**TAREFAS DO EXERCÍCIO:**
1. Extraia, sem mudar nada, a parte do trecho sobre o romance dos diários de Nieve que começa nas palavras "O diário de infância anuncia" e termina depois de "com seus pais.".
2. Prolongue o trecho sobre o romance dos diários de Nieve, escrevendo a partir da última frase mostrada.

O romance se divide em três partes: o prólogo, o diário de infância e o diário de adolescência. A escritora aproveita páginas dos Diários de Nieve Guerra na construção da estrutura da obra, que acompanha a passagem do tempo na vida da narradora. Um fragmento de Anna Frank antecipa, com palavras preliminares, as palavras e registros de Nieve: “Poderíamos fechar os olhos perante toda esta miséria, porém pensamos naqueles que nos são queridos, e para os quais tememos o pior, sem poder socorrê-los” (Diário 19 nov. 1942). Nieve escreve para reunir os pedaços de vida em território pessoal.

O diário de infância anuncia o período entre 1978 e 1980, quando morava em Cienfuegos, ora com a mãe e Fausto, ora com o pai, por ordem judicial, sofrendo com a falta de comida e maus tratos. “Cienfuegos, a cidade de minha infância, me intimida: o expediente de minha mãe, os dias de julgamento por obter minha custódia, meu próprio expediente” (p.10). A página do diário – com dia da semana, mês e ano – funciona como capítulo do romance. Nieve fala da relação com os pais, da escola, das amigas e do próprio fazer poético e das leituras que realiza, “mi madre me trajo varios libros” (p.67). O tema da saída de cubanos da Ilha e das cidades do interior, em direção à capital, já aparece neste primeiro diário, quando registra que Elena se vai para Havana com seus pais.

**MATERIAL FORNECIDO:**
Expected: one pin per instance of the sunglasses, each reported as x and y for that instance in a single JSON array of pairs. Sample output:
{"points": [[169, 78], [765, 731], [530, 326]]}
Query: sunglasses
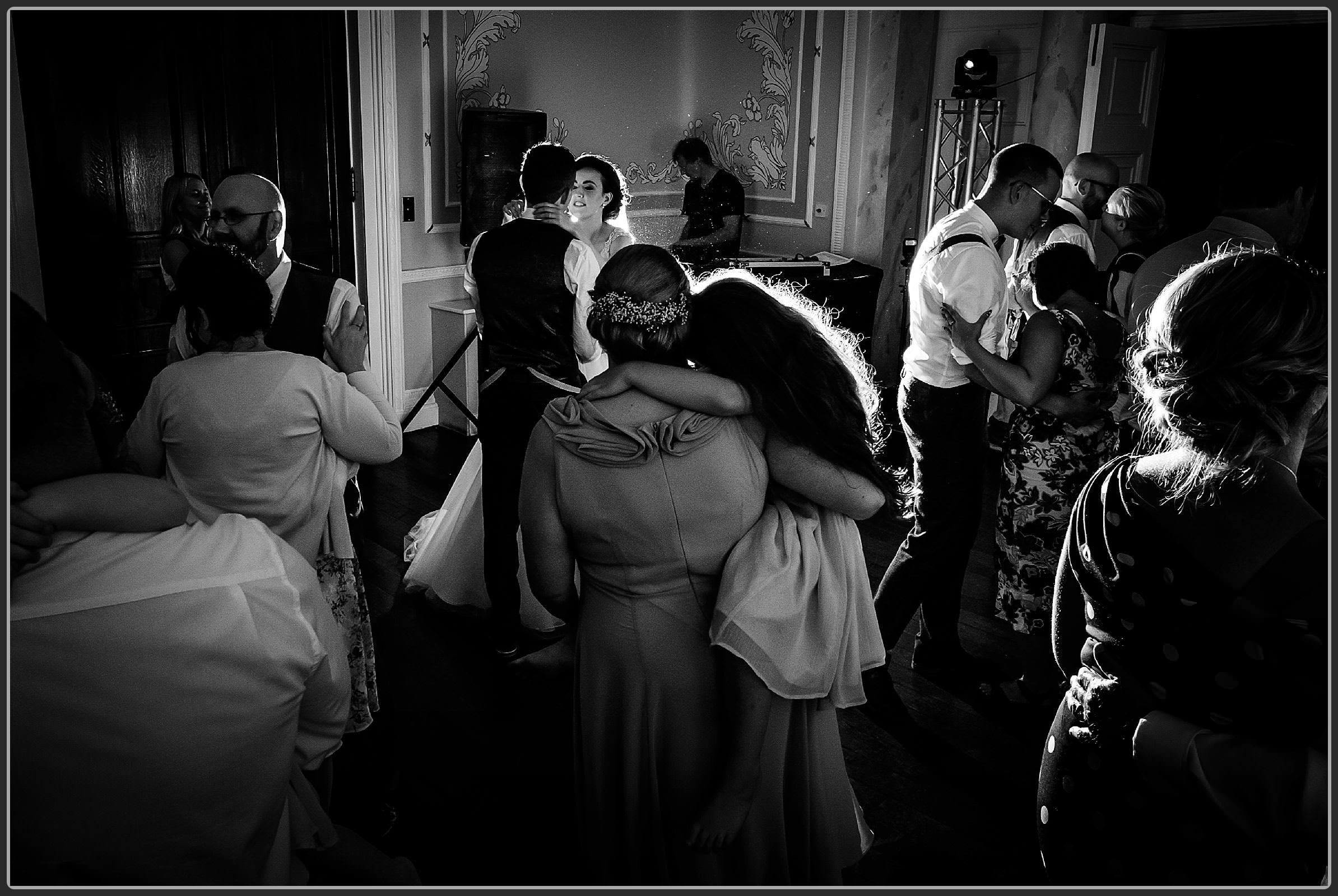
{"points": [[232, 217], [1048, 204]]}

**RESPOSTAS POR TAREFA:**
1.
O diário de infância anuncia o período entre 1978 e 1980, quando morava em Cienfuegos, ora com a mãe e Fausto, ora com o pai, por ordem judicial, sofrendo com a falta de comida e maus tratos. “Cienfuegos, a cidade de minha infância, me intimida: o expediente de minha mãe, os dias de julgamento por obter minha custódia, meu próprio expediente” (p.10). A página do diário – com dia da semana, mês e ano – funciona como capítulo do romance. Nieve fala da relação com os pais, da escola, das amigas e do próprio fazer poético e das leituras que realiza, “mi madre me trajo varios libros” (p.67). O tema da saída de cubanos da Ilha e das cidades do interior, em direção à capital, já aparece neste primeiro diário, quando registra que Elena se vai para Havana com seus pais.

2.
O diário de adolescência, cujas páginas abrangem o período de 1986 a 1990, inicia com palavras do escritor cubano Eliseo Diego, onde o poeta fala da passagem dos anos do adolescente como andar sobre brasas. Nieve se torna mais consistente, sua prosa enriquece de elementos geopolíticos e literários, ainda que fortemente carregada de sentimentos e densidade existencial. “Não quero ser hippie como minha mãe, não quero Paz e Amor. Quero ser eu. Nenhum estado de ebriedade me parece necessário. Tenho quinze anos” (p.142). Algumas páginas do diário perdem a marcação de mês e ano e recebem um pequeno título. Em La casa de Osvaldo, El cuarto de Osvaldo e El deseo y el dolor, o leitor encontra uma fina expressão feminina da intimidade no encontro dos corpos.

Mais ao final do romance, a narradora insere a expressão “todos se van” pela primeira vez no texto: “Quase não há gente conhecida na cidade. Todos se vão. Me deixam só” (p.242). Neste momento, as diversas situações de despedida, de fuga, de pessoas e de meios de expressão que estiveram proibidas assumem um sentido maior do que a crítica ao regime.